*Requests*:
1) Name every group of people the blog notes refer to by name.
2) Write the next part of the blog notes, picking up after their final sentence.

*Selected passage*:
Neoshamanism sees the physical body not as one creature, but as an ecosystem. This philosophy would be taken to rather unpleasant extremes by the Unclean Ones, who argued that since _all_ life is sacred, that includes the microbes living on and within you, so you have no right to incommode them by practicing personal hygiene.
This was of course a minority opinion even within the more zealous corners of the Lifebringers, who recognized that life must take life to endure.
The blog namespace is for catching stray ideas. These may be less polished than the stuff you see in the Lore namespace.
Odor Colors
I'm still trying to work out vulpithecine odor vocabulary. Here's a scientific paper that I found recently that helps a bit: https://pmc.ncbi.nlm.nih.gov/articles/PMC6015838/
Two sets of participants were asked to describe a set of odors. One Western, primarily Dutch-speaking group, and a group of Jahai from Malaysia. The Dutch group took much longer to identify odors and used mostly concrete descriptors for those odors. the Jahai group was much quicker and used a suite of abstract odor terms (I assume what I've been calling “odor colors”).
I have yet to find a publicly accessible article that breaks down how these odor colors are arranged.

*Material supplied*:

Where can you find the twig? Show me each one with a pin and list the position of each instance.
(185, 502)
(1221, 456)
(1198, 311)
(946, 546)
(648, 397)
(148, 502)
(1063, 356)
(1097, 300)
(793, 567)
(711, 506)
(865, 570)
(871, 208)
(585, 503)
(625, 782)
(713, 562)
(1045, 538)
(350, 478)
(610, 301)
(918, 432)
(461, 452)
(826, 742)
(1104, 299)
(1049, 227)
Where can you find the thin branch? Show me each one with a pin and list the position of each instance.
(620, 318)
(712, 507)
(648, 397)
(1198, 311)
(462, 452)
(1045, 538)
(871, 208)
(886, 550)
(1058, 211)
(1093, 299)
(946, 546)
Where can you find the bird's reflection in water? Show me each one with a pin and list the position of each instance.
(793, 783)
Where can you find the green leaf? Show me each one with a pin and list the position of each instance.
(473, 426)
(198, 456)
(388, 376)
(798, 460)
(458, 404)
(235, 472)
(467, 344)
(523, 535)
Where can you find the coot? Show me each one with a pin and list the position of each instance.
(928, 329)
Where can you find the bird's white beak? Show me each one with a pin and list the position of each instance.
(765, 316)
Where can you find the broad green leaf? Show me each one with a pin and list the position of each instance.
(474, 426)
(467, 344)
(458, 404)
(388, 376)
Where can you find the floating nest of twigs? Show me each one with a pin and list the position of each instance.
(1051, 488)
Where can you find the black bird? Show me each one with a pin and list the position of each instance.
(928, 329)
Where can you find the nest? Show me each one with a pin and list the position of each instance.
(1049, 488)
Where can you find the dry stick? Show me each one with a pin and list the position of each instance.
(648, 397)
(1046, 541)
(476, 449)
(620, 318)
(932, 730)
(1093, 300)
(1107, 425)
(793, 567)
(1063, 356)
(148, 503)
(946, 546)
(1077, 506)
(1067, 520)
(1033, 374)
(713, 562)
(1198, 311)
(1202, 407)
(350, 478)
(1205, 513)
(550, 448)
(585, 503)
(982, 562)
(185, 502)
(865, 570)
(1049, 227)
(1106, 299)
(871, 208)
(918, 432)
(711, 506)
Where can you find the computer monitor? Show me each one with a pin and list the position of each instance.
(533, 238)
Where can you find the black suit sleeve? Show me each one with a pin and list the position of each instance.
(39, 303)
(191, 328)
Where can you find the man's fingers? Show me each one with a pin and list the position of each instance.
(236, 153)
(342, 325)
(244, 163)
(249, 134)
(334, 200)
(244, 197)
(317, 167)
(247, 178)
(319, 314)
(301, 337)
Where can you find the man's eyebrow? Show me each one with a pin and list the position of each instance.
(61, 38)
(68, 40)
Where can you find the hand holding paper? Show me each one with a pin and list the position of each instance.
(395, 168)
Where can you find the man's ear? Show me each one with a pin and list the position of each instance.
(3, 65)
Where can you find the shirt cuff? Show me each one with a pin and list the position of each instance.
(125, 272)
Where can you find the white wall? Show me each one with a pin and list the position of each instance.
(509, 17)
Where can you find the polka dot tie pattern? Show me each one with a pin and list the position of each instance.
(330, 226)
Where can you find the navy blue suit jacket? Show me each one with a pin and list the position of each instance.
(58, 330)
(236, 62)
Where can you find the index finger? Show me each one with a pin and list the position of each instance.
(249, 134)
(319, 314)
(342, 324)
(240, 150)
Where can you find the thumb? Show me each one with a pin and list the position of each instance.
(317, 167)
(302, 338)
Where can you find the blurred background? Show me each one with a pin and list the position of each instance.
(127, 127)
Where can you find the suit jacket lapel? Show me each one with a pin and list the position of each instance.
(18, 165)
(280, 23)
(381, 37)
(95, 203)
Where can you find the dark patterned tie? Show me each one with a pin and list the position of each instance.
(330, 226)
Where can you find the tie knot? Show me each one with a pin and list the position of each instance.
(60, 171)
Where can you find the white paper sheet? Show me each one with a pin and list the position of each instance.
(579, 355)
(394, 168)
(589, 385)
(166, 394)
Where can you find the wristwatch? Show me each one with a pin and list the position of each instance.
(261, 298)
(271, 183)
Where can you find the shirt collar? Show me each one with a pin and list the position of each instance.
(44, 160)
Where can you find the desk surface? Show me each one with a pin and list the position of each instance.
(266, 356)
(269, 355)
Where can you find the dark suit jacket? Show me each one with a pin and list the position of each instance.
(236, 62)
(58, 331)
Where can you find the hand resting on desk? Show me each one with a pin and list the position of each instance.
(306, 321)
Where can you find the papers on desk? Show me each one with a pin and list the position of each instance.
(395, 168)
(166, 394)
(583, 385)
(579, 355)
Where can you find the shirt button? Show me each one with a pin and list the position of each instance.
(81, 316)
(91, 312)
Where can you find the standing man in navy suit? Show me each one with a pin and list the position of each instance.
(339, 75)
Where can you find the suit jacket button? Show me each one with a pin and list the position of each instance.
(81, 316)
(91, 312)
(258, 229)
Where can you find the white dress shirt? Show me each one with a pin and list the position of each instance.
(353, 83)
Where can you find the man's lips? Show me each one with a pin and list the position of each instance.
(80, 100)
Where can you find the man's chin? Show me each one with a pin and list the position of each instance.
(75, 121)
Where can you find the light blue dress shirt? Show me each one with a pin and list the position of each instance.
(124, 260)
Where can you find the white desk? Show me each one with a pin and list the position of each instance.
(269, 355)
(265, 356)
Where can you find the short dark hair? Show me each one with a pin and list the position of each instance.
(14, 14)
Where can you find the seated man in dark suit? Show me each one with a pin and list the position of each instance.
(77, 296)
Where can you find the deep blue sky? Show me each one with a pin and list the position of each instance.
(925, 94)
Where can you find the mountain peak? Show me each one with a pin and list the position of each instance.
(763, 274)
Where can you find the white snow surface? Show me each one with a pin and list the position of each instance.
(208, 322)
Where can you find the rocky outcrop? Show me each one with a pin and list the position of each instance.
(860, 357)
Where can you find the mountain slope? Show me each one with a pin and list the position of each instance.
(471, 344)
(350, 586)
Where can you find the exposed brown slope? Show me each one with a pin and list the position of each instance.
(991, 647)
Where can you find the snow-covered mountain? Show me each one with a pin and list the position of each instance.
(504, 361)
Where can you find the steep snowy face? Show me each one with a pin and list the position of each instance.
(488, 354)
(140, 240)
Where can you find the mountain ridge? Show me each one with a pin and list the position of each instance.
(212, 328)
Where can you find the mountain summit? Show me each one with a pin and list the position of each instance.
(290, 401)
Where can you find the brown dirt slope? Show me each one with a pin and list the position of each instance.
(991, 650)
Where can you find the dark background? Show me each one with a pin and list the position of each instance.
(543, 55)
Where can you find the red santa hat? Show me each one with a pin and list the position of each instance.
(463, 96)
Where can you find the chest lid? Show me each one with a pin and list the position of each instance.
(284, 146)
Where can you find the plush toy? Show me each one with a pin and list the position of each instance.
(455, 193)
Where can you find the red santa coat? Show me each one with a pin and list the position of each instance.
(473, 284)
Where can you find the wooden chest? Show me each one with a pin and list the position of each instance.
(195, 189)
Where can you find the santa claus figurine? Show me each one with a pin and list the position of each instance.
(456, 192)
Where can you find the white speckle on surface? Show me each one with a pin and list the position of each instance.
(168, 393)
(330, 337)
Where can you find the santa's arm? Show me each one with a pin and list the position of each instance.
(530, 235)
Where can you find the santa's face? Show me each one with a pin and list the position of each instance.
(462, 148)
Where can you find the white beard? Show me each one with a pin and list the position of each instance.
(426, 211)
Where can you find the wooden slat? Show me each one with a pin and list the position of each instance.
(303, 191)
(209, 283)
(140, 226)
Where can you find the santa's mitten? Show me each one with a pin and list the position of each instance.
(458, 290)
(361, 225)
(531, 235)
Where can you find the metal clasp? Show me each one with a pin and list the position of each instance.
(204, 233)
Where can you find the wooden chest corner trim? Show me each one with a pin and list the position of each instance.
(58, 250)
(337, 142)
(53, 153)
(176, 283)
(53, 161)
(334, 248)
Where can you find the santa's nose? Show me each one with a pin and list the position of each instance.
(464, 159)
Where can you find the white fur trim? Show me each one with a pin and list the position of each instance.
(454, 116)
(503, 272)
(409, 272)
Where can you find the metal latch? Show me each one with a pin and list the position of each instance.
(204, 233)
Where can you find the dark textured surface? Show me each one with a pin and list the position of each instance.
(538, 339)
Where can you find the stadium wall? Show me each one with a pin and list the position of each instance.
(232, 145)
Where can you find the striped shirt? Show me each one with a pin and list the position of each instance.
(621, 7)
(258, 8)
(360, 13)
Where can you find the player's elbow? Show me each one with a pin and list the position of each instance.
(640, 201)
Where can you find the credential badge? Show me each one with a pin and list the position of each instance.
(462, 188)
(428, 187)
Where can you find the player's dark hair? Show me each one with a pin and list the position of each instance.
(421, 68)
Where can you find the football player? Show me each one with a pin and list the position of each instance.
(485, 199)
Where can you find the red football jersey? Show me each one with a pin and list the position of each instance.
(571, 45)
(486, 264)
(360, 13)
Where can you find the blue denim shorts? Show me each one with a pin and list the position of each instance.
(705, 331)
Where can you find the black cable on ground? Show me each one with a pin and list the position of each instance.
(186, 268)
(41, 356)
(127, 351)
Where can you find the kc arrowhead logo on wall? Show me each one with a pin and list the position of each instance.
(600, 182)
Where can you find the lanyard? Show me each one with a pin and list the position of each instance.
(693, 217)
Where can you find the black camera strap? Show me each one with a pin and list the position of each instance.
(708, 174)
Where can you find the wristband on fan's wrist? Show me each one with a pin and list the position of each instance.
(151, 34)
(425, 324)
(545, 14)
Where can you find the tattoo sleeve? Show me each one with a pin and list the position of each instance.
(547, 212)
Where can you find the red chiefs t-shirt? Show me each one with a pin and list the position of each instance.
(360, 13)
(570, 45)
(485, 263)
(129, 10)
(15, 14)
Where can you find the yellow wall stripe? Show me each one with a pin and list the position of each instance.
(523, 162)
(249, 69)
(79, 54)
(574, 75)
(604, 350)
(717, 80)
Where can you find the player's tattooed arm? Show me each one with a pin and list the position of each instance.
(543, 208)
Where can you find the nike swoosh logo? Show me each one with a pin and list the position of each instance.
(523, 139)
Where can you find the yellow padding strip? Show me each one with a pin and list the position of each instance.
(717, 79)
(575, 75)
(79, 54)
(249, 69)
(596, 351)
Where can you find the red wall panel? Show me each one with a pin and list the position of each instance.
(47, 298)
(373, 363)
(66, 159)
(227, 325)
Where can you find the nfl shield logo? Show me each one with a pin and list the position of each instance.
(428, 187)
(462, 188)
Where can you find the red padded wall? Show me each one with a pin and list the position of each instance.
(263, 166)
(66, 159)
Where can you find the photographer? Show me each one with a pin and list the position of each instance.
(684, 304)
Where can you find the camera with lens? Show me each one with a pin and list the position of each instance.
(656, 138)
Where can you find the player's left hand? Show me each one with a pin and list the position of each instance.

*Response list*:
1)
- The Unclean Ones
- The Lifebringers
- The Western, primarily Dutch-speaking group (the Dutch group)
- The Jahai from Malaysia

2)
For now, yinrih odor vocabulary is heavily tied to emotion, with the arousal-valence model of emotion being my primary inspiration. Arousal means whether the odor has a calming (negative arousal) or exciting/stimulating (positive arousal) affect. Valence refers to whether the emotion is seen as positive or negative. happy is a positive valence, somewhat high arousal. sad, is negative valence, low arousal. Calm is positive valence, low arousal, etc.
Some yinrih odor words differentiate between strong and light sensations of the same odor, much like the English distinction between the colors red and pink. There is also vocabulary to describe how long an odor is perceived, whether an odor is persistent, lingering, or fleeting.
Yinrih also have many ways of describing the scent of other yinrih, mainly linked to emotional states. Universally across yinrih languages, the word for feel as in feel an emotion also means smell like. So you don't say I feel happy you say I smell happy. To a yinrih this isn't just a turn of phrase, happiness literally has an odor, as do other emotions.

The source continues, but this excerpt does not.